Comparison of 50-m and 1-km velocities

The comparisons of the velocity values at the 50-m and the 1-km resolutions were done using only data for the GDD. This was because the velocity patterns for the WAB were rather localised and complex, and because the disappearing climate space in the mean January temperatures would complicate the resolution comparisons in the PAs located in N Finland. The comparisons of the GDD 50-m vs. 1-km resolution velocities in the 5,068 PAs were done in two ways. First, we compared the absolute values of 50-m and 1-km GDD velocity values in each of the 5,068 PAs. For these comparisons, mainland Finland was divided into three relief regions on the basis of the general elevational and topographic features of the terrain (Fig. 1): (i) Relief region 1: flatlands with mostly even terrain (in this region, 10 × 10 km grid squares typically show height differences below 50 m), (ii) Relief region 2: with hilly, undulating terrain varying in height (with typically 50–200 m height differences in 10 × 10 km squares), and (iii) Relief region 3: with rugged terrain and deep valleys or high steeply sloped fell areas (with typically over 200 m height differences in the 10 × 10 km squares). Per-PA comparisons of the absolute differences in the two velocity values were made to assess the number of cases where the 50-m resolution GDD velocity was higher than the 1-km resolution velocity, and vice versa, and to examine the significance of these differences using a paired t-test. These comparisons and tests were done separately for each relief region and each of the three RCPs.

Second, we examined the relative differences between the 50-m and 1-km GDD velocities in the 5,068 PAs. This was done in order to take into account the fact that similar absolute differences in the two velocity values may have a different ecological importance when occurring at different overall levels (e.g. a difference of 0.2 in the velocities very likely matters more between 0.1 and 0.3 than between 2.1 and 2.3). Then, we determined the top 5% of the PAs with largest relative differences between the 50-m resolution and the 1-km resolution velocities and examined how they were divided in the three main relief regions of Finland.

Next, we used generalized linear models (GLMs)43 to test the importance of the relief region, size of the Natura 2000 PA, within-PA elevation range and climate change scenario in explaining the relative differences between the 50-m and 1-km GDD velocities. We fitted a full GLM model where all four explanatory variables were considered at the same time. In this model, relief region was treated as ordinal variables with three levels, the size of the Natura 2000 PA and within-PA elevation range both as log-transformed continuous variables, while the forth variable, climate scenario (RCP2.6, RCP4.5 and RCP8.5), was treated as a categorical factor. Our main interest was in the first three variables (the relief region, the size of the PA and the elevation range within the PA). For these variables, we calculated their effect sizes based on the range between their predicted minimum and maximum values in the observation data while controlling for the influence of other predictors by fixing them at their mean values44.

▸ Required actions:
1/ Retype the part of the passage on comparing 50-m and 1-km velocities that opens with the words containing "Second, we examined" and closes with "regions of Finland.".
2/ Carry on the passage on comparing 50-m and 1-km velocities, starting after its last sentence.
The material that comes next is from a different source than the passage above.

▸ Material:
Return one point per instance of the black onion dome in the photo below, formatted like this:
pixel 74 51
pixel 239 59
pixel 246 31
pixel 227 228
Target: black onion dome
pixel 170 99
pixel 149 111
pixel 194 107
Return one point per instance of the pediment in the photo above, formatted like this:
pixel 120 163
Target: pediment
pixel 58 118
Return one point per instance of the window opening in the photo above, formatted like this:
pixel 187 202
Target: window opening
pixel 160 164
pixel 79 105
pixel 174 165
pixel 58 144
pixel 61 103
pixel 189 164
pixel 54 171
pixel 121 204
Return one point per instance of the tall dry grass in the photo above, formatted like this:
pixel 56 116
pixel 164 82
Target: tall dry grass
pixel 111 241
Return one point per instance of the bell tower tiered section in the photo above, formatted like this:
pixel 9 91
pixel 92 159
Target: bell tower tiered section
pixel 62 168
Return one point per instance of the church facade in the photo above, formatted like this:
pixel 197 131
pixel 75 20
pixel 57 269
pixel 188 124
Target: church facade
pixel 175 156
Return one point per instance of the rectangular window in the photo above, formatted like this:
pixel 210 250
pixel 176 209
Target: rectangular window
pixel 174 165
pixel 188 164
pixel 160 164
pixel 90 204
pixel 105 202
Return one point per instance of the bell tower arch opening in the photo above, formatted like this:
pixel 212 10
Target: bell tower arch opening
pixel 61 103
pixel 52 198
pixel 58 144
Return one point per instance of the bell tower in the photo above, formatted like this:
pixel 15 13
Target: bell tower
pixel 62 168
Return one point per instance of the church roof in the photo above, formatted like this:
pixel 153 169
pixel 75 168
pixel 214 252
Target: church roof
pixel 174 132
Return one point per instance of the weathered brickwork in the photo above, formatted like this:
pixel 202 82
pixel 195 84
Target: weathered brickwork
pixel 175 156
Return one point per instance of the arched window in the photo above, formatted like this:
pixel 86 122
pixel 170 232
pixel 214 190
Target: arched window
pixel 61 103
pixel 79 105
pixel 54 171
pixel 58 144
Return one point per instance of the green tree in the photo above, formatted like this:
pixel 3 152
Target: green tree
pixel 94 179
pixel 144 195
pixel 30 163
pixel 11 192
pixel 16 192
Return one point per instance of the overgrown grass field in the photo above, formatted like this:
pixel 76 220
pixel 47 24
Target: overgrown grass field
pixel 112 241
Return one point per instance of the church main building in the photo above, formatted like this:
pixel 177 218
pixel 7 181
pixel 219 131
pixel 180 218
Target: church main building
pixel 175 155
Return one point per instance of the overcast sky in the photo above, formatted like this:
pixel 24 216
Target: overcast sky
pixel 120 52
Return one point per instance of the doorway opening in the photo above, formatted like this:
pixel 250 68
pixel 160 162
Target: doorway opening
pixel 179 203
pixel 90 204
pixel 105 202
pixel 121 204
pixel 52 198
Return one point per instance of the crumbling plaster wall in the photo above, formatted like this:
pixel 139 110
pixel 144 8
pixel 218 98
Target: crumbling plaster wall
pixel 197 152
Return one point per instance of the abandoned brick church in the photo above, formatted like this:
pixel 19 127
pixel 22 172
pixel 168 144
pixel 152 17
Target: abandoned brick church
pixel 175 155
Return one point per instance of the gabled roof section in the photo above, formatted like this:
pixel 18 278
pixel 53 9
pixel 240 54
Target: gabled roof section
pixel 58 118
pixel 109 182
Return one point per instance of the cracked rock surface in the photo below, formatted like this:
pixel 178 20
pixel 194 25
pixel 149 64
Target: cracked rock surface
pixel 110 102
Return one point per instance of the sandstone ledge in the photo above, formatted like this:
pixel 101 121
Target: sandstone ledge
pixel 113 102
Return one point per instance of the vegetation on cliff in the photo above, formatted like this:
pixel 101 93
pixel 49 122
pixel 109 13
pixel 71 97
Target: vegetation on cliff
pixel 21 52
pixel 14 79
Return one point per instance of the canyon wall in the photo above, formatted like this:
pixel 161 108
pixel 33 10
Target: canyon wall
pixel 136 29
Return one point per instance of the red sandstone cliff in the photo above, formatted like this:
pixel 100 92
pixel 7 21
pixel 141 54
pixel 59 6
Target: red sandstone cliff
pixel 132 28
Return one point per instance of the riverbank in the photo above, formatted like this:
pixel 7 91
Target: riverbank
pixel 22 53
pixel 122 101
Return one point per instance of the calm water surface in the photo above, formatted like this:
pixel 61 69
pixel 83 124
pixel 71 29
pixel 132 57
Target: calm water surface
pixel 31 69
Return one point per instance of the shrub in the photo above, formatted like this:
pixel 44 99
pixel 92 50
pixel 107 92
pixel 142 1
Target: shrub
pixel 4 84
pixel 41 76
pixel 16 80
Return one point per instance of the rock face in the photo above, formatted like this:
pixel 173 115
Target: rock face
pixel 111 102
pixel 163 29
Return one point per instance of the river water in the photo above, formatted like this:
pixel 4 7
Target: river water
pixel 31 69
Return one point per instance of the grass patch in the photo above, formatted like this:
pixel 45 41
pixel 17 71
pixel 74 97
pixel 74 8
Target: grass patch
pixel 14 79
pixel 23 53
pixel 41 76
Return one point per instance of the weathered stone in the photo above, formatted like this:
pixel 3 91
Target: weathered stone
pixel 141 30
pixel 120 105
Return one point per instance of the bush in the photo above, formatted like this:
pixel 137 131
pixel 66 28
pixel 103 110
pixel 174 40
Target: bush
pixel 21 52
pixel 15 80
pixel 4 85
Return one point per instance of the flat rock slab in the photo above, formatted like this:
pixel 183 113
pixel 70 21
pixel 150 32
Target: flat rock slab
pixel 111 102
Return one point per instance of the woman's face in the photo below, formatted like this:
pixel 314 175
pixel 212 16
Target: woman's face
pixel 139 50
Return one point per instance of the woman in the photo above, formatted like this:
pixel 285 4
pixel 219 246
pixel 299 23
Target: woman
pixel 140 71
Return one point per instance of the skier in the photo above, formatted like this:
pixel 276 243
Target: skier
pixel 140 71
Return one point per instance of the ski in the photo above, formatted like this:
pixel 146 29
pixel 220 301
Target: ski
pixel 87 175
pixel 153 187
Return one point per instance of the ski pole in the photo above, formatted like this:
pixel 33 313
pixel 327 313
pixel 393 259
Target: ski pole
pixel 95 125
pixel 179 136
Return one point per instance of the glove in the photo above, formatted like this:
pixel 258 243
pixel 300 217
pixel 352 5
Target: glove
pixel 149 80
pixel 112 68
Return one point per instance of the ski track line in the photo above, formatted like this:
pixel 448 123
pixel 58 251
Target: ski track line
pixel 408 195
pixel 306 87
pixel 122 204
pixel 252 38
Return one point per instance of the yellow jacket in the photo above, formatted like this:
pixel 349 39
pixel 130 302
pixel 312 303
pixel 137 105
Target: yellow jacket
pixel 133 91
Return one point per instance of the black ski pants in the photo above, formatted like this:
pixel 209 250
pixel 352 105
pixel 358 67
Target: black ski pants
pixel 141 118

* * *

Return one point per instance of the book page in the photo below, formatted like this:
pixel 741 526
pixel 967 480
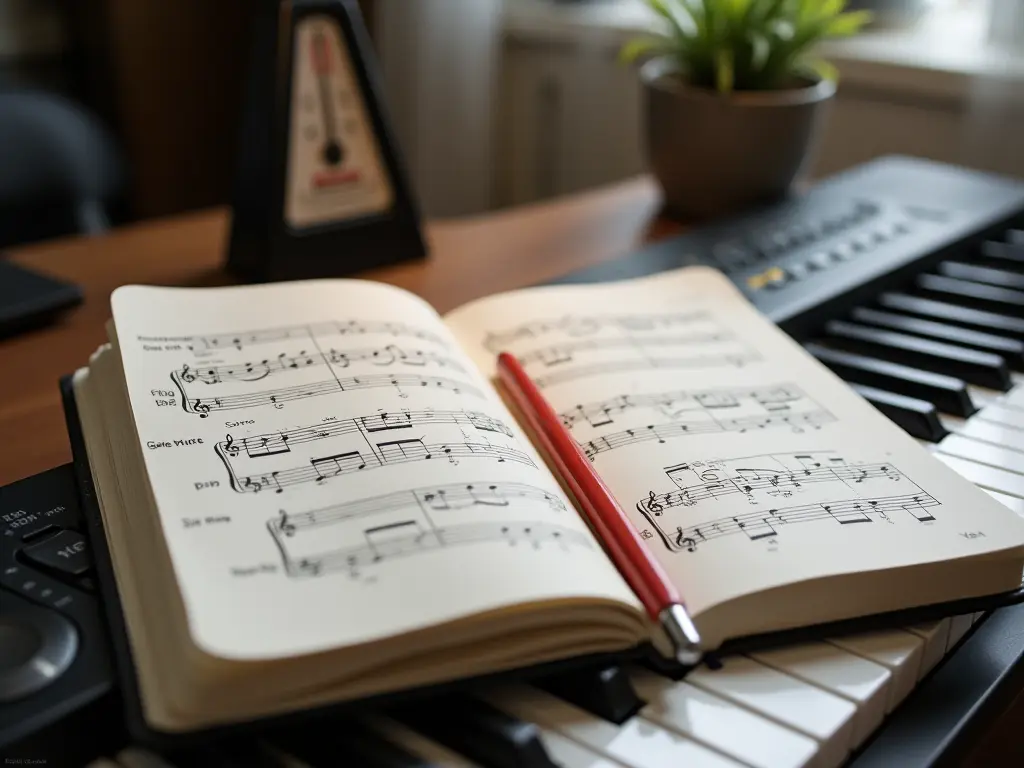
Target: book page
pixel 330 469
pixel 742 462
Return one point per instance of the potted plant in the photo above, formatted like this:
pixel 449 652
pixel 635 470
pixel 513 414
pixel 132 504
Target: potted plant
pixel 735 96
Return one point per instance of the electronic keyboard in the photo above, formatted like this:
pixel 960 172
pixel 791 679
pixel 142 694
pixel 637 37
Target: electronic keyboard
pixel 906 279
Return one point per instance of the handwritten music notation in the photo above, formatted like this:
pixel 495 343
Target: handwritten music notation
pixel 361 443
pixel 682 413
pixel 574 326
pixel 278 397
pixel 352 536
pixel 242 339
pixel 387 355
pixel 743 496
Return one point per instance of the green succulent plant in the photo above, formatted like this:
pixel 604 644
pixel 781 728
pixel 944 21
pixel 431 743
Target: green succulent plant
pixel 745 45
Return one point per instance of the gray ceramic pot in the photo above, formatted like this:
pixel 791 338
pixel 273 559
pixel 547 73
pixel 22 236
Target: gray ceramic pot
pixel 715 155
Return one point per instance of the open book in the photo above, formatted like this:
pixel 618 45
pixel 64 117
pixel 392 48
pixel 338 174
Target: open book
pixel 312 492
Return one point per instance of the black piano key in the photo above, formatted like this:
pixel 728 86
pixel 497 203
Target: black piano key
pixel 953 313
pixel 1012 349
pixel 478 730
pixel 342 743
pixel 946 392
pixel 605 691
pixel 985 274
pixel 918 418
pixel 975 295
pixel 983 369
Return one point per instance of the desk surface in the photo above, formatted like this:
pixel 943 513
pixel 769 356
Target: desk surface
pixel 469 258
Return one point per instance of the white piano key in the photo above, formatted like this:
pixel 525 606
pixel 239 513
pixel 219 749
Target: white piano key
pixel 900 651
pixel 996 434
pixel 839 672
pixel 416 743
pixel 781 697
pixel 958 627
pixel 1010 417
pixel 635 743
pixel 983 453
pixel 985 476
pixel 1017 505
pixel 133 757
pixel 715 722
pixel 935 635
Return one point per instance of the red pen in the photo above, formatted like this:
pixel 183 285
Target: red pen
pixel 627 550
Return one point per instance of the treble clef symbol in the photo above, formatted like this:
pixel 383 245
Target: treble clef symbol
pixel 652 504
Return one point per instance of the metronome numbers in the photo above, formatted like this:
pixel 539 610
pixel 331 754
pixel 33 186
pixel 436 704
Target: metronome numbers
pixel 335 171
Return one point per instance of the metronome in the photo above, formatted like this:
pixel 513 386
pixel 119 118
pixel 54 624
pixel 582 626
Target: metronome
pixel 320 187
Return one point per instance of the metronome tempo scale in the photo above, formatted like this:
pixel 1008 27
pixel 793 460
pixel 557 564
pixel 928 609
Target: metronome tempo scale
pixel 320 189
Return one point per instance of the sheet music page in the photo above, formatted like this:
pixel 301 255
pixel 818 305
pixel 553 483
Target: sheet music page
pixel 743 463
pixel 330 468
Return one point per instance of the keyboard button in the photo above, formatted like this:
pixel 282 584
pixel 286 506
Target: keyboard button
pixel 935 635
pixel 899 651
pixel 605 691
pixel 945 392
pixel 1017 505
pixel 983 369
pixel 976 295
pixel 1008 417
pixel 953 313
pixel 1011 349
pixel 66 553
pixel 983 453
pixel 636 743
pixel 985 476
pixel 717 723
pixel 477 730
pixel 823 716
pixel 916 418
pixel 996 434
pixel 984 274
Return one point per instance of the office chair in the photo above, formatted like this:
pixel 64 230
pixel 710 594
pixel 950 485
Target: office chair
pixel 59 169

...

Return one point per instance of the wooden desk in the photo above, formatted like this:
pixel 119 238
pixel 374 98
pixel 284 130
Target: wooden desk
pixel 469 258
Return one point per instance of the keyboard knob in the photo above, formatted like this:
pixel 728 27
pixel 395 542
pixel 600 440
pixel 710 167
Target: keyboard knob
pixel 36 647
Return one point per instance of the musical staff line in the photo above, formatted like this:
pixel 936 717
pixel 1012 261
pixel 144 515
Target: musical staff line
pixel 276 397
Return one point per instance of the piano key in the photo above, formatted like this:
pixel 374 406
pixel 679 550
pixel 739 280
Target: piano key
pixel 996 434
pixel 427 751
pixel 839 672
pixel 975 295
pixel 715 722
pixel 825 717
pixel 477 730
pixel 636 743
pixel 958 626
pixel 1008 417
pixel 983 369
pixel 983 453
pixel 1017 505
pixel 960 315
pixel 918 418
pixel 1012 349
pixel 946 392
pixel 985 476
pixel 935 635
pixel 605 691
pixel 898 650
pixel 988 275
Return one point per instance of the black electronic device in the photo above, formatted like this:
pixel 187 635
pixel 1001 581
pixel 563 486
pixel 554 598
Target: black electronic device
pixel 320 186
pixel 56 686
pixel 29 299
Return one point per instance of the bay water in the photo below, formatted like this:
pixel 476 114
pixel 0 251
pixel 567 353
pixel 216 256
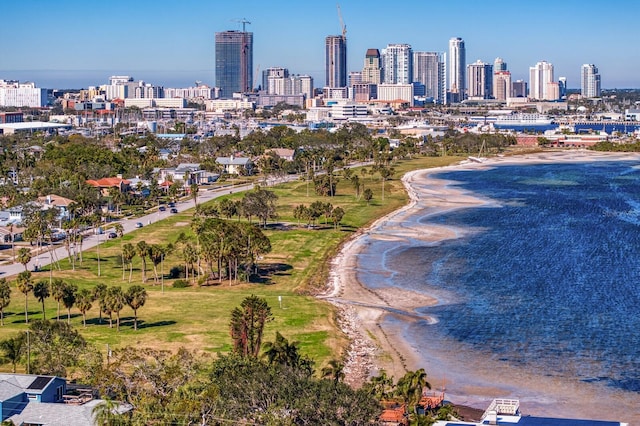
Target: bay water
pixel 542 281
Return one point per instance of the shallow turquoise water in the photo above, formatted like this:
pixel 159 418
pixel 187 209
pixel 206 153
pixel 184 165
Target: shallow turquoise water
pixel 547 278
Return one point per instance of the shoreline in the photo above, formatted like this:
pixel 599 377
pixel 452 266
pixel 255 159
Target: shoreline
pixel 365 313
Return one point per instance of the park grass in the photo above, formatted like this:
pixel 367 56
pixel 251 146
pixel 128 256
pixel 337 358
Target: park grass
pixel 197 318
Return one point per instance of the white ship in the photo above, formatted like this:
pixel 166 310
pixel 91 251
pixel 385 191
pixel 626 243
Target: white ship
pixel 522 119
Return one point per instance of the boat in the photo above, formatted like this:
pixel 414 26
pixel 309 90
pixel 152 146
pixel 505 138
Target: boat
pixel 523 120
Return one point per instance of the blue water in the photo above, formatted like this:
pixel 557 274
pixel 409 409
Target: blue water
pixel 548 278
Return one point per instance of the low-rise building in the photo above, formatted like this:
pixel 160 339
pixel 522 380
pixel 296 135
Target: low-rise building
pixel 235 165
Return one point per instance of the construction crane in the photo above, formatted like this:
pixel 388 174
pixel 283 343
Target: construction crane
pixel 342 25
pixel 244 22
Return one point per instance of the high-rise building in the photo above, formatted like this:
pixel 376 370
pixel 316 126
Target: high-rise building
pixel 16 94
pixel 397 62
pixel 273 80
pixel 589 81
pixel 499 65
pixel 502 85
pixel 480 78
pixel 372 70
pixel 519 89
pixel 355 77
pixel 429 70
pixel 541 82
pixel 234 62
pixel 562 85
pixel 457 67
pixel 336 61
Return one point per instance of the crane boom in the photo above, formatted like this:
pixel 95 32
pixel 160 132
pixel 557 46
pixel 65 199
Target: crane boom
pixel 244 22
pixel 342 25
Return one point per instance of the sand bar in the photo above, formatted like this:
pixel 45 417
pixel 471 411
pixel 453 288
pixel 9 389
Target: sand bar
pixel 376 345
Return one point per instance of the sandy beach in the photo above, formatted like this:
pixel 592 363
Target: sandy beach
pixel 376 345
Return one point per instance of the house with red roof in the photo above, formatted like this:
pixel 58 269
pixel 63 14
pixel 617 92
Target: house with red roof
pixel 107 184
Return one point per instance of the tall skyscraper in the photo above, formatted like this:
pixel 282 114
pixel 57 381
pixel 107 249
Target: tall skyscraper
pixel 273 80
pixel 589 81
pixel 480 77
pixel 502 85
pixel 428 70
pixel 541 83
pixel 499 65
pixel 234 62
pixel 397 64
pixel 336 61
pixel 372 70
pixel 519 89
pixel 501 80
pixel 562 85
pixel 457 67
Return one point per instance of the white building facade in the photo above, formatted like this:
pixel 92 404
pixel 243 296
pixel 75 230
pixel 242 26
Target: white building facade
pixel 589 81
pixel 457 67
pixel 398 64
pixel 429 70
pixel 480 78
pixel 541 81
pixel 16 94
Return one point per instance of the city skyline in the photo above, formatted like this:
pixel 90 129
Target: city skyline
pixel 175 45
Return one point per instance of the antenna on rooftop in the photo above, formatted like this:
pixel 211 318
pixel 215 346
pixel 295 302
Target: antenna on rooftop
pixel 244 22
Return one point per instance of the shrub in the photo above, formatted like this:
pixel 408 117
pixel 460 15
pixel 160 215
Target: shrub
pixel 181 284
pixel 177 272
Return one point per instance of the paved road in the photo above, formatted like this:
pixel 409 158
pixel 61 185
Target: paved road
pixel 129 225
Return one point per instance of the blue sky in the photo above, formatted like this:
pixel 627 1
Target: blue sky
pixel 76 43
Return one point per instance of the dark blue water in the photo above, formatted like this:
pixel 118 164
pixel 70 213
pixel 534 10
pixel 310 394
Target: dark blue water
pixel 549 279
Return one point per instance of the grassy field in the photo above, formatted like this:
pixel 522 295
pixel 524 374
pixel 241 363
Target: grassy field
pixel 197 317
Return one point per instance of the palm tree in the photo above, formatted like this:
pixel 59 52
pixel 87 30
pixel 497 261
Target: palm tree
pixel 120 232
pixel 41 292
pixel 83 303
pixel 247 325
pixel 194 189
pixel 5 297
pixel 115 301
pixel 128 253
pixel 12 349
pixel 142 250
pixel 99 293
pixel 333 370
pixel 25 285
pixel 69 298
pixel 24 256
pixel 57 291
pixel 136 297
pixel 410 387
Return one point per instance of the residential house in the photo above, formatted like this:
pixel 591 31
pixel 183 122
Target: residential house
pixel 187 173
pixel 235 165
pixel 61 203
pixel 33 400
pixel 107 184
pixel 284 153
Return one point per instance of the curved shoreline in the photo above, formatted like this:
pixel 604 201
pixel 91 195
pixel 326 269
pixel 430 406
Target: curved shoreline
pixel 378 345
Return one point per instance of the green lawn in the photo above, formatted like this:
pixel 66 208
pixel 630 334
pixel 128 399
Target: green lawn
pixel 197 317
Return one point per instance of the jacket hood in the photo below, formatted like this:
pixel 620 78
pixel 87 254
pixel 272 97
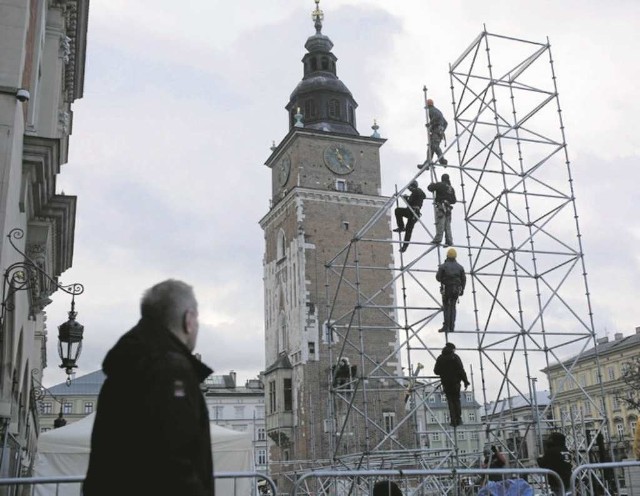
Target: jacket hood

▸ Outputs:
1/
Second, we examined the relative differences between the 50-m and 1-km GDD velocities in the 5,068 PAs. This was done in order to take into account the fact that similar absolute differences in the two velocity values may have a different ecological importance when occurring at different overall levels (e.g. a difference of 0.2 in the velocities very likely matters more between 0.1 and 0.3 than between 2.1 and 2.3). Then, we determined the top 5% of the PAs with largest relative differences between the 50-m resolution and the 1-km resolution velocities and examined how they were divided in the three main relief regions of Finland.

2/
Overlapping of present-day and future climate spaces in Pas

In addition to the climate velocity analysis, we also examined the degree of overlap between the present-day range and projected future range of the three climate variables in each of the 5,068 Natura 2000 PAs. In order to assess the impact of the data resolution, these analyses were carried out using both the 50-m and the 1-km resolution climate data. Here, we examined whether the fine-grained topoclimate data showed more overlapping between the present-day and the future ranges than the mesoscale 1-km climate data in the PAs. Moreover, in cases where there were not any overlapping parts in the climate spaces, we assessed whether the estimated size of the gap between the present-day and the future ranges depended on the resolution of the climate data. All these assessments were done three times by comparing the present-day within-PA climatic ranges with the projected ranges under the three climate scenarios, RCP2.6, RCP4.5 and RCP8.5. It should be noted that the future within-PA ranges for the GDD and TJan were always either overlapping with the present-day range or located above it, but for the WAB values they overlapped with the present-day range or were located either above or below it (i.e. indicating locally varying, contrasting future changes).

Results

The three climate variables showed complex spatial patterns of fine-grained velocities with contrasting high-velocity areas (i.e. the top 5% areas with the highest velocities) and different rates of velocity (Fig. 2). For all climate variables, the velocities increased towards the most severe climate scenario, RCP8.5. On average, they were the lowest for the WAB values (Fig. 2g–i) and highest for the TJan values (Fig. 2d–f). For the GDD (Fig. 2a–c), the highest velocities occurred in Southwest Finland, while for TJan the highest velocities, and areas of completely disappearing winter thermal conditions, occurred in North Finland (Fig. 2e,f). The spatial patterns of the WAB velocities are complex, with mainly low velocities accompanied by scattered regions of higher velocities. In our PAs, the three climate variables very rarely coincided in high-velocity areas, ranging from a 15.8% overlap between the GDD and WAB to zero overlap between GDD and TJan hotpots (Supplementary Table 1S).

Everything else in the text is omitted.